→ Data extract:
= = = = = = =
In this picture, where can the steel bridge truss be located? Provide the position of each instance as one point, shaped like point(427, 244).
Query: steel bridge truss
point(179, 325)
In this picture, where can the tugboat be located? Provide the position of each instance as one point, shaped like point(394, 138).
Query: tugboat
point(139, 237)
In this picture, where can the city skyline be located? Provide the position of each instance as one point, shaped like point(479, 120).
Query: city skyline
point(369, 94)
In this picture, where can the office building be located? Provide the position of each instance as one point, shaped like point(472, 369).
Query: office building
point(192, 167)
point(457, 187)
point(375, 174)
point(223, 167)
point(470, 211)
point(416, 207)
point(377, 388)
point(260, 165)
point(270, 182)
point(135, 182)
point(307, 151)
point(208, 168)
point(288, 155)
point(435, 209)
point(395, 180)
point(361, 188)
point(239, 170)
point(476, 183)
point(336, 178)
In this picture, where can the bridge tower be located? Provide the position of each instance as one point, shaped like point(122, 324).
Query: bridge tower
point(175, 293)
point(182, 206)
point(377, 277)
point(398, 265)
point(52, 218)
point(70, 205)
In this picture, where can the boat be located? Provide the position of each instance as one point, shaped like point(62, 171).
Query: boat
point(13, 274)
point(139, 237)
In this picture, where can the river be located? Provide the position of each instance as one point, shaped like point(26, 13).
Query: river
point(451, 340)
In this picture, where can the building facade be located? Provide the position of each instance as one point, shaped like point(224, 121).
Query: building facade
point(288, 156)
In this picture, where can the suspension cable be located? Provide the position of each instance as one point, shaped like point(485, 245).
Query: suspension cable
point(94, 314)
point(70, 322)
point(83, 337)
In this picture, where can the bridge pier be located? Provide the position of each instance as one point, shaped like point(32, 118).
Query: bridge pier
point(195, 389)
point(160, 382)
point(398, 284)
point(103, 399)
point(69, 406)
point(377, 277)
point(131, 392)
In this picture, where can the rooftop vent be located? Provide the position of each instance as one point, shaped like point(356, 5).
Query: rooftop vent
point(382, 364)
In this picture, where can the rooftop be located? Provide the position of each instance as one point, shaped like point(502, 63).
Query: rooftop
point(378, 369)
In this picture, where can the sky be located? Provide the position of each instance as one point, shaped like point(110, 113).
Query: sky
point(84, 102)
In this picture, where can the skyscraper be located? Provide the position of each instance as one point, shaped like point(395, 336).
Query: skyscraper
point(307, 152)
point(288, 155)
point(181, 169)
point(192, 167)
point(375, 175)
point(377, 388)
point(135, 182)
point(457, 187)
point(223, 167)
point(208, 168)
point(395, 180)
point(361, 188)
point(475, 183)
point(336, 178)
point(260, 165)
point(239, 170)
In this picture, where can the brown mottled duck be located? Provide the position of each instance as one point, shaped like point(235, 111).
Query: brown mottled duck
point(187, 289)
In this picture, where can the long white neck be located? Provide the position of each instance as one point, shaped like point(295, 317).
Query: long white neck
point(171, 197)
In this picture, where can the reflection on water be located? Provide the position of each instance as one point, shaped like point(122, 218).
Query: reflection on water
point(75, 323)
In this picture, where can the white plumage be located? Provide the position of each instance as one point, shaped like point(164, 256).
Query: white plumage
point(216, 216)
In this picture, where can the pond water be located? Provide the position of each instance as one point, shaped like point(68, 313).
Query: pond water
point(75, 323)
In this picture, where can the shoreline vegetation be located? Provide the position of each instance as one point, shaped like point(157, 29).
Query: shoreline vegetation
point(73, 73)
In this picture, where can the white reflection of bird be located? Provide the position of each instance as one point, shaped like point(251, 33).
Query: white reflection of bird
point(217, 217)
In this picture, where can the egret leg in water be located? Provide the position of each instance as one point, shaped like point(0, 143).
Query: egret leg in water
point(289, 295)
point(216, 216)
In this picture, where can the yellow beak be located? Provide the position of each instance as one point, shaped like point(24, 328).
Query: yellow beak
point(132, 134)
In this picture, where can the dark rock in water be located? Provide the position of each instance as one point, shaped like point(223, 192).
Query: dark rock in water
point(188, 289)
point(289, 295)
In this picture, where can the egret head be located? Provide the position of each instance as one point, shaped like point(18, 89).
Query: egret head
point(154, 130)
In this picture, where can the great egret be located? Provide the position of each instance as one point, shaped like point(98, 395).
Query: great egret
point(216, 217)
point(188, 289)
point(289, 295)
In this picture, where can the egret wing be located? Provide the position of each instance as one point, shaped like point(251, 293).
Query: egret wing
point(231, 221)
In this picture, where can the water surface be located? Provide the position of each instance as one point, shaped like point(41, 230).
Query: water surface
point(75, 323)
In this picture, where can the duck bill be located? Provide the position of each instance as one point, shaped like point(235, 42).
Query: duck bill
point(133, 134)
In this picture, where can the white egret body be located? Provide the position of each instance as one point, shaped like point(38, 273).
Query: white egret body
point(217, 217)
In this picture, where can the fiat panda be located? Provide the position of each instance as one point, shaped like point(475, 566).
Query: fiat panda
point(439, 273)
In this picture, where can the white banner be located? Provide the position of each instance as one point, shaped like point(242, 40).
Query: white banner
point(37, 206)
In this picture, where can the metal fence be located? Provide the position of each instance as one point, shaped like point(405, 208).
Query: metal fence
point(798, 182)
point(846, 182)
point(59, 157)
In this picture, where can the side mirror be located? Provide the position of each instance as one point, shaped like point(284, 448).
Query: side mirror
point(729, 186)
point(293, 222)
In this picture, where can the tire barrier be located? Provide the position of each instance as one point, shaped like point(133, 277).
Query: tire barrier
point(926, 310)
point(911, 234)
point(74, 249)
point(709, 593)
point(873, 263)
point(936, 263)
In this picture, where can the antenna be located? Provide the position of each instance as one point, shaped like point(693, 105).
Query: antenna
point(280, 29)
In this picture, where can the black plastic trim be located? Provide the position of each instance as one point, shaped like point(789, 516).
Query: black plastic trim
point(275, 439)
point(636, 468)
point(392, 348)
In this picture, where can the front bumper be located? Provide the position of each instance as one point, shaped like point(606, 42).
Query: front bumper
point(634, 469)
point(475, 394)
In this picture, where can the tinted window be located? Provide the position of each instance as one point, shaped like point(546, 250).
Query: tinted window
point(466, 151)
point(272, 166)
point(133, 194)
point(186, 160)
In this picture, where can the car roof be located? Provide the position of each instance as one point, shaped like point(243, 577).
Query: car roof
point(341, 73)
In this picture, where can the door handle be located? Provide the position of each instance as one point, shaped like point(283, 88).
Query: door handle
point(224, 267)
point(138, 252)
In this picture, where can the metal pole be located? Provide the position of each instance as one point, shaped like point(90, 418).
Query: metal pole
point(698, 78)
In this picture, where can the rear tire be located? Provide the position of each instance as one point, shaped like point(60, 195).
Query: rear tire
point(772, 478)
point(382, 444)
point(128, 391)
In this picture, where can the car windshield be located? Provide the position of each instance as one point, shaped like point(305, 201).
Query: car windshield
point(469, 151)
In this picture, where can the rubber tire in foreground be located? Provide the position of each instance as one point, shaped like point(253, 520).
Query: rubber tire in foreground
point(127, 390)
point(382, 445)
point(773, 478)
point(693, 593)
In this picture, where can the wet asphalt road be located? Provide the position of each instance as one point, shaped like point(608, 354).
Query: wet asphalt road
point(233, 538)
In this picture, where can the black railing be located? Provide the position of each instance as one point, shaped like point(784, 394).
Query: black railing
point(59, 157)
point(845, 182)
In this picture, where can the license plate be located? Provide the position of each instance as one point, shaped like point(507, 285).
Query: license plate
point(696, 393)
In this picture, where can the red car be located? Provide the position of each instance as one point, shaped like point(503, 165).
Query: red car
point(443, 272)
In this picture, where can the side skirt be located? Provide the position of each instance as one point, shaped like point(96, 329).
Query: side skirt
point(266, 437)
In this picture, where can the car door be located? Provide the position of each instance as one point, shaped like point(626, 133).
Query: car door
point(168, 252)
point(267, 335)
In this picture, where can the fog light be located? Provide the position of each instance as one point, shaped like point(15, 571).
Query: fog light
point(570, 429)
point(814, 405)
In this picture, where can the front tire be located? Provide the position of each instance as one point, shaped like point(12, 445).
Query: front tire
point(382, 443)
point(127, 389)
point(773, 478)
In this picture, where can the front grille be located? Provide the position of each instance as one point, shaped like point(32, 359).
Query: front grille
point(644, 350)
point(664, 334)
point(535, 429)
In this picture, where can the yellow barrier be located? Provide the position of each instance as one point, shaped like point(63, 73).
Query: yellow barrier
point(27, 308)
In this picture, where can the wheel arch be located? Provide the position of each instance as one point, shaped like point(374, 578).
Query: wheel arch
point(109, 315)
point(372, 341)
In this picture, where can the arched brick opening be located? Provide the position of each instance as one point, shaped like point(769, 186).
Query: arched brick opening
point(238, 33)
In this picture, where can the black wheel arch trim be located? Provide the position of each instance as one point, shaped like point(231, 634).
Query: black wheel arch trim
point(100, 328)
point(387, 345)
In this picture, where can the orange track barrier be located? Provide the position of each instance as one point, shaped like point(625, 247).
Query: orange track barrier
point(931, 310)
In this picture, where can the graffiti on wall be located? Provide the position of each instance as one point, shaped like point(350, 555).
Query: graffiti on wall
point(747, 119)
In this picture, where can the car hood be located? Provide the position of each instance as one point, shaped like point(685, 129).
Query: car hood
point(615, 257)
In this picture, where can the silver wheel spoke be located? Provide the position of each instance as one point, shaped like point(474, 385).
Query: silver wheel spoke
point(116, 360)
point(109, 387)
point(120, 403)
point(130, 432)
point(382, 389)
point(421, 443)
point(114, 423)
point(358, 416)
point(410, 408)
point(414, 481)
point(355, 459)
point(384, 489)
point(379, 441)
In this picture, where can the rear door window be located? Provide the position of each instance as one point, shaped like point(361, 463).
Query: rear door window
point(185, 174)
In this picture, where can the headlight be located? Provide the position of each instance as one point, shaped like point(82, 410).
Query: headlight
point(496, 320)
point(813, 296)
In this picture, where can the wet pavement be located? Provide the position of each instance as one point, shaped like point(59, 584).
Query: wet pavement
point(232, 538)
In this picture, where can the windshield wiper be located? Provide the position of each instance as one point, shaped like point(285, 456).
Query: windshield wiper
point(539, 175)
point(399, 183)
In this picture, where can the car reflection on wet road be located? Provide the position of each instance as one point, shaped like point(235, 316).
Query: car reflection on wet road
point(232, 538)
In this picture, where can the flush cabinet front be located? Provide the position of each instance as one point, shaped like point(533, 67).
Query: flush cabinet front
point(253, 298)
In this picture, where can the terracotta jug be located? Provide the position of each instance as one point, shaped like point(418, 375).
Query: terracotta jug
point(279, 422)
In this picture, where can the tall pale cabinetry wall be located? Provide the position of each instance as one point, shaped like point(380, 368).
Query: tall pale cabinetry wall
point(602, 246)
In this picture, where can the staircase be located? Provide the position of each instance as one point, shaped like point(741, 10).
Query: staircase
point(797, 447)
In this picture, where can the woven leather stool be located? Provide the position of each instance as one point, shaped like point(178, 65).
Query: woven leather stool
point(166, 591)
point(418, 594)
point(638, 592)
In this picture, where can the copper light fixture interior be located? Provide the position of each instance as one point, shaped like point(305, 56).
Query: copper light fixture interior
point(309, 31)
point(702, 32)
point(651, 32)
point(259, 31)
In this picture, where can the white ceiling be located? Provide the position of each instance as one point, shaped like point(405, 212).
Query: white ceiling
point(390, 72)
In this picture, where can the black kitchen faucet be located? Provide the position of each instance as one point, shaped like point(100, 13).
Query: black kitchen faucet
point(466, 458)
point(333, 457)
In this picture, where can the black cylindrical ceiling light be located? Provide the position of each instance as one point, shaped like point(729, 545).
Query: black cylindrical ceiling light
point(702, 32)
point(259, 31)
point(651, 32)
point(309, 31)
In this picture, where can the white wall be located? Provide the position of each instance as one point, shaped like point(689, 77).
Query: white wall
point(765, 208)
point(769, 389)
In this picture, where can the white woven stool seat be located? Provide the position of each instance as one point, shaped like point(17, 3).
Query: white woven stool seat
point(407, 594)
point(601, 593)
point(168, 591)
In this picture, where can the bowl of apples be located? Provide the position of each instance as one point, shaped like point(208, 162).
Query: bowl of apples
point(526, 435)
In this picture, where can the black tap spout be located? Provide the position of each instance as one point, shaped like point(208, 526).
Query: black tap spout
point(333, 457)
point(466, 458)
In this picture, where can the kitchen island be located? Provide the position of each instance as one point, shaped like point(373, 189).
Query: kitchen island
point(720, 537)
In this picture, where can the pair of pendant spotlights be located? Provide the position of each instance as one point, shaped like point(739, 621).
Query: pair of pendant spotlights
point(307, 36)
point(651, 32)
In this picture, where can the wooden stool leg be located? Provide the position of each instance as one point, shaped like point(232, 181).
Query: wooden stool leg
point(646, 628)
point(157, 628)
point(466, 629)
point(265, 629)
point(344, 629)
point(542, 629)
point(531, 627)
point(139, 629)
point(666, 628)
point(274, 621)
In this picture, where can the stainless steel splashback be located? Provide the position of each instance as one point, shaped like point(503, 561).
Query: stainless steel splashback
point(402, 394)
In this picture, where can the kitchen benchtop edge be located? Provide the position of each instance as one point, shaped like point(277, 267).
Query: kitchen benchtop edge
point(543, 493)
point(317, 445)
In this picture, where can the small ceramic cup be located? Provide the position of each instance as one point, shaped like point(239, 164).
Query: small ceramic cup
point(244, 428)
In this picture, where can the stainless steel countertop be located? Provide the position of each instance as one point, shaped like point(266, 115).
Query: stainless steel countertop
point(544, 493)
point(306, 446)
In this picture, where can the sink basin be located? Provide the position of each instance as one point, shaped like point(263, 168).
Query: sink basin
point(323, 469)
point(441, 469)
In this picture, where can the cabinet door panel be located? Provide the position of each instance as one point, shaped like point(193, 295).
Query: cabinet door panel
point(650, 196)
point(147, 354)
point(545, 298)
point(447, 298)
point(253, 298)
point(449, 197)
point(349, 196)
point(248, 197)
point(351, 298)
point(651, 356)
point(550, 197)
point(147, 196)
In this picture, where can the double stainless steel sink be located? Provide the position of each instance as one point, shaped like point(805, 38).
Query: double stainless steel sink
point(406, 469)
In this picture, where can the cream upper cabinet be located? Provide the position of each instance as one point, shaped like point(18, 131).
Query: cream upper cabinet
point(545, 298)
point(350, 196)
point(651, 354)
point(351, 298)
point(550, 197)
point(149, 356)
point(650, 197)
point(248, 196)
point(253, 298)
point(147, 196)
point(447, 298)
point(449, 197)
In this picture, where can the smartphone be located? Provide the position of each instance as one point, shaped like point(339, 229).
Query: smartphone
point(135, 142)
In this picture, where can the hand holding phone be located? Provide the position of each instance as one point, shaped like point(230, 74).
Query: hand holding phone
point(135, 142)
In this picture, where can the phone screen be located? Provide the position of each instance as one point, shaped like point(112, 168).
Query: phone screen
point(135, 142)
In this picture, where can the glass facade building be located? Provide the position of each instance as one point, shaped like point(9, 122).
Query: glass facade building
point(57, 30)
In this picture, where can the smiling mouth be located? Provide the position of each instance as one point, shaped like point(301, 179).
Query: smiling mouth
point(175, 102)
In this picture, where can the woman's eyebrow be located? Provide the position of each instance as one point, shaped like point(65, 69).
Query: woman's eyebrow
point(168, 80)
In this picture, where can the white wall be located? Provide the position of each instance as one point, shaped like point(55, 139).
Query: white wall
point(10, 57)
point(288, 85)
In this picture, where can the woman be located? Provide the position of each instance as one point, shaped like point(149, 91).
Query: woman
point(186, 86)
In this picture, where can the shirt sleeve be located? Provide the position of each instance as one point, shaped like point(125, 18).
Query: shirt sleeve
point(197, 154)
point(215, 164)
= = = = = = =
→ Direction: Write out the records again, starting with the line with "In this picture, where can the terracotta" and going on through the line with "point(602, 246)". Add 135 to both coordinates of each point that stands on its own line, and leave every other line unchanged.

→ Worked solution:
In this picture, where can the terracotta jug be located? Provide the position of each instance as one point, shaped like point(418, 375).
Query: terracotta jug
point(414, 557)
In this picture, where can the tall pale cabinetry wall be located? Provide the position of each instance as one point, shaped like point(380, 368).
Query: tall pale cabinetry wall
point(737, 381)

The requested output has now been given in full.